[start SOURCE DOCUMENT]

Unfortunately Butterfly seldom feels real as a female protagonist. Even her self-reflections are full of the male gaze. At one point she observes “They were still talking away on the strip, about how I must be a virgin because my nipples were so small and my arse cheeks were so firm”.
Much of the second chapter is dedicated to giving her abuser a tragic backstory. It is no surprise that female reviewers have shown unease with all of this.
While the novel fails as a portrait of a victim, it does have value in illustrating something very real and contemporary. That is the phenomenon of human trafficking, which has been exacerbated by China’s gender imbalance.
Near the beginning, a range of local superstitions are listed, giving the reader an idea of just how bigoted the society is. These superstitions include ‘you weren’t supposed to pee in the road or else your child would be born without a bum hole’ and ‘if you went out at night, you had to keep spitting because that was the only thing that could keep demons away’.
On a micro level, the novel fails to give Butterfly an authentic voice, but it does a service in providing a big picture about an issue that needs to be talked about more.
Reviewed by Kevin McGeary
Reviewed by Amy Matthewson, 23/6/19
Broken Wings is a novel about a trafficked woman named Butterfly, who was kidnapped from a city in China and sold as a wife to a man in a poor and isolated village. She is imprisoned, raped, and has a baby. Jia Pingwa brings attention to an important and topical issue: the trafficking of women, both Chinese and foreign, in a country where the gender imbalance has resulted in millions of men unable to find wives. While Jia makes clear in the Afterword that he finds the “kidnapping of women and children ...brutal and cruel,” (225) I am left bewildered at his decision to portray the villagers with much sympathy and question his motivations for writing this novel.
For starters, Jia ticks all the boxes on how a male author should not write female characters. Broken Wings is narrated through the voice of Butterfly, the female protagonist, but this only leaves readers with the impression that Jia has yet to meet and converse with a real woman. Jia uses the tired clichés of defining Butterfly according to her appearance and constantly refers to her youth and beauty. Jia’s description of Butterfly’s sexual desire for her rapist reads like a male fantasy novel that eroticises and normalises misogynistic sexual violence.

[end SOURCE DOCUMENT]
[start DATA SEGMENT]

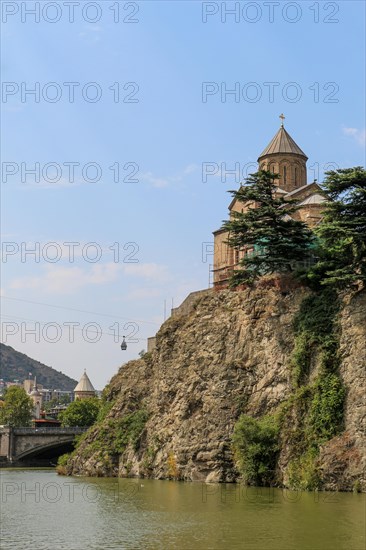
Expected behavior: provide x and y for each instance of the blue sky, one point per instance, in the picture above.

[end DATA SEGMENT]

◆ CHALLENGES ◆
(1) In the reviews of Broken Wings, where was Butterfly kidnapped from?
(2) Condense the paragraph that opens "For starters, Jia ticks all the boxes" from the reviews of Broken Wings into a short bulleted list of its main points.

◆ ANSWERS TO EACH TASK ◆
(1) She was kidnapped from a city in China.

(2)
- Jia writes the female character the way a male author should not.
- The novel is narrated in Butterfly's voice, but this suggests Jia has never talked with a real woman.
- Butterfly is defined by her looks, with constant references to her youth and beauty.
- Her sexual desire for her rapist reads like male fantasy that eroticizes and normalizes misogynistic sexual violence.